— Begin Selection —
Shneidman, Myers, Dowling, Blumenfield, Ehlke, Hawks & Domer, by Attorney Timothy E. Hawks, P.O. Box 442, Milwaukee, Wisconsin 53201-0442, appearing on behalf of Kenosha Fire Fighters, Local 414, IAFF, AFL-CIO.
Davis & Kuelthau, S.C., by Attorney Roger E. Walsh, 111 East Kilbourn Avenue, Suite 1400, Milwaukee, Wisconsin 53202-6613, appearing on behalf of the City of Kenosha.
ORDER DENYING COMPLAINANT'S MOTION TO
DISQUALIFY COUNSEL FOR THE RESPONDENT UNION
Daniel J. Nielsen, Examiner: On July 26, 1999, Michael W. Hopkins (hereinafter referred to as either Hopkins or the Complainant) filed a complaint of prohibited practices with the Wisconsin Employment Relations Commission, alleging that the City of Kenosha (hereinafter referred to as the City) had violated the Municipal Employment Relations Act (MERA) by discriminating against him, and by violating the collective bargaining agreement. The complaint also alleged that Local 414, IAFF (hereinafter referred to as the Union) had
violated MERA by failing to represent Mr. Hopkins at a Police and Fire Commission hearing considering disciplinary charges against Mr. Hopkins. The Commission appointed Daniel Nielsen of its staff to act as Examiner and to make and issue appropriate Findings of Fact, Conclusions of Law and Orders. A hearing was scheduled in this matter for October 15, 1999.
On August 18, the law firm of Shneidman, Myers, Dowling, Blumenfield, Ehlke, Hawks & Domer, by Mr. Timothy Hawks, entered its appearance as counsel for the Respondent Union. On September 2, Mr. Hopkins filed a Motion with the Examiner, alleging that the Shneidman firm had a conflict of interests and requesting that the Shneidman firm not be allowed to appear as counsel for the Union. Mr. Hopkins asserted that the Shneidman firm had previously been engaged to represent him in a related matter and had interviewed him about the events material to this complaint, in anticipation of representing him at the Police and Fire Commission hearing. The October hearing was postponed to allow the resolution of the Motion. The City advised the Examiner that it would take no active part in the argument or resolution of the Complainant's Motion. The Union took the position that it would not secure other counsel, and the Shneidman firm took the position that there was no conflict of interests, and asked the Examiner to so rule. The Examiner sought a stipulation to the underlying facts through a series of letters to the parties, and invited submission of additional legal arguments and authorities by January 7, 2000.
— End Selection —
— Begin Given records —
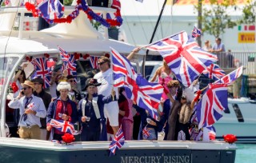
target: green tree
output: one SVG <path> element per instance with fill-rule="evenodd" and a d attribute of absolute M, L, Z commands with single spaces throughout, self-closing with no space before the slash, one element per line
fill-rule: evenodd
<path fill-rule="evenodd" d="M 64 0 L 65 6 L 70 6 L 72 4 L 73 0 Z"/>
<path fill-rule="evenodd" d="M 202 0 L 204 4 L 205 0 Z M 202 16 L 198 16 L 198 21 L 202 25 L 204 33 L 219 38 L 225 33 L 227 28 L 233 28 L 237 25 L 236 21 L 233 21 L 229 16 L 228 10 L 231 7 L 235 7 L 236 0 L 223 0 L 218 2 L 218 0 L 210 0 L 210 4 L 195 6 L 195 9 L 199 11 L 202 7 Z"/>
<path fill-rule="evenodd" d="M 248 0 L 242 8 L 242 17 L 239 21 L 241 24 L 254 24 L 256 17 L 256 1 Z"/>

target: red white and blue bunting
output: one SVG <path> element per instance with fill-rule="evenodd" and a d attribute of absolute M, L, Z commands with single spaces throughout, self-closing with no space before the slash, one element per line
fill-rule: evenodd
<path fill-rule="evenodd" d="M 50 0 L 49 0 L 49 2 L 47 2 L 47 3 L 50 3 Z M 46 13 L 44 13 L 45 11 L 43 10 L 40 10 L 40 9 L 38 8 L 38 6 L 42 6 L 42 3 L 46 3 L 46 1 L 42 2 L 39 5 L 35 6 L 32 3 L 30 2 L 26 2 L 25 3 L 25 6 L 27 10 L 31 11 L 32 14 L 34 17 L 42 17 L 44 19 L 46 19 L 46 21 L 50 23 L 50 24 L 53 24 L 53 23 L 70 23 L 72 22 L 72 21 L 74 19 L 75 19 L 78 14 L 79 14 L 79 11 L 82 10 L 84 11 L 84 13 L 86 13 L 87 14 L 87 18 L 90 20 L 95 20 L 98 22 L 100 22 L 102 26 L 106 26 L 106 27 L 110 27 L 110 26 L 120 26 L 122 24 L 122 18 L 121 17 L 121 13 L 120 13 L 120 8 L 115 8 L 117 10 L 116 12 L 114 14 L 115 15 L 115 18 L 112 19 L 112 18 L 103 18 L 102 17 L 101 17 L 100 15 L 97 14 L 96 13 L 94 13 L 87 5 L 86 2 L 85 0 L 78 0 L 77 1 L 77 4 L 75 6 L 74 10 L 72 11 L 69 15 L 67 15 L 65 18 L 58 18 L 58 17 L 54 17 L 54 18 L 50 18 L 51 17 L 48 17 L 48 16 L 45 16 L 46 15 Z M 64 10 L 62 10 L 62 12 L 63 12 Z M 49 12 L 49 11 L 48 11 Z M 54 11 L 53 11 L 54 12 Z M 49 13 L 47 13 L 49 14 Z M 61 14 L 60 14 L 61 15 Z"/>

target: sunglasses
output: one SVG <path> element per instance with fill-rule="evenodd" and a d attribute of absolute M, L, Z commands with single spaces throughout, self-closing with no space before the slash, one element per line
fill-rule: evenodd
<path fill-rule="evenodd" d="M 24 88 L 22 88 L 23 90 L 26 90 L 26 89 L 29 89 L 29 87 L 24 87 Z"/>
<path fill-rule="evenodd" d="M 104 63 L 106 63 L 106 62 L 98 62 L 98 65 L 103 65 Z"/>

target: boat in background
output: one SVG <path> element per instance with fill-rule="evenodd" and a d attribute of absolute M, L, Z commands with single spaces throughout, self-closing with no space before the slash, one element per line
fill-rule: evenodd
— End Given records —
§ Requests:
1. Condense the paragraph of the order that begins "On August 18, the law firm" into a bulleted list that keeps its main facts.
2. Write the next portion of the order, starting immediately after its final sentence.

§ Responses to the exercise:
1.
- August 18: the Shneidman firm, through Timothy Hawks, appeared as counsel for the Respondent Union.
- September 2: Hopkins moved to bar the firm from representing the Union, alleging a conflict of interests.
- His basis: the firm had earlier been engaged to represent him in a related matter and had interviewed him about the events in this complaint, in anticipation of representing him at the Police and Fire Commission hearing.
- The October hearing was postponed so the Motion could be resolved.
- The City said it would take no active part in the Motion.
- The Union refused to secure other counsel, and the firm denied any conflict and asked the Examiner to rule that way.
- The Examiner sought a stipulation of the underlying facts through letters to the parties and invited further legal arguments and authorities by January 7, 2000.

2.
To maximize the ability of the parties we serve to utilize the Internet and computer software to research decisions and arbitration awards issued by the Commission and its staff, footnote text is found in the body of this decision.
Now having considered the evidence, the arguments of the parties, the statutes and the record as a whole, the Examiner makes and issues the following Order.
The Complainant's Motion to Disqualify Counsel for the Respondent Union is denied.
Dated at Racine, Wisconsin, this 24th day of January, 2000.
WISCONSIN EMPLOYMENT RELATIONS COMMISSION
Daniel Nielsen, Examiner
CITY OF KENOSHA (FIRE DEPARTMENT)
ORDER DENYING COMPLAINANT'S MOTION TO
DISQUALIFY COUNSEL FOR THE RESPONDENT UNION
The relevant facts are essentially undisputed. Reviewing the submissions of the parties, the Examiner prepared a "Summary of Undisputed Facts" which was transmitted to the parties for comment. Modifications were made on the basis of those comments, and based on the modified Summary, I find the following to be the relevant factual background:
1. Mr. Hopkins is employed as a firefighter by the City of Kenosha Fire Department and is a municipal employe.
2. Kenosha Firefighters, Local 414, IAFF, AFL-CIO is a labor organization and is the exclusive bargaining representative for the firefighters employed by the City of Kenosha Fire Department. Mr. Hopkins is a member of the bargaining unit represented by the Union.
3. The law firm of Shneidman, Myers, Dowling, Blumenfield, Ehlke, Hawks & Domer (hereinafter referred to as the Shneidman Firm) represents IAFF Local 414. A member of the Shneidman Firm, Mr. John Kiel, is also a firefighter on the Kenosha Fire Department and is acquainted with Mr. Hopkins.
4. Members of the Shneidman Firm have represented Mr. Hopkins individually in two matters in the past. One was a probate matter. The parties concede that the probate matter has no bearing on this case. The second was a criminal investigation into a 1993 traffic accident. Mr. Hopkins was alleged to be the driver of a vehicle involved in the accident, an allegation that he denied.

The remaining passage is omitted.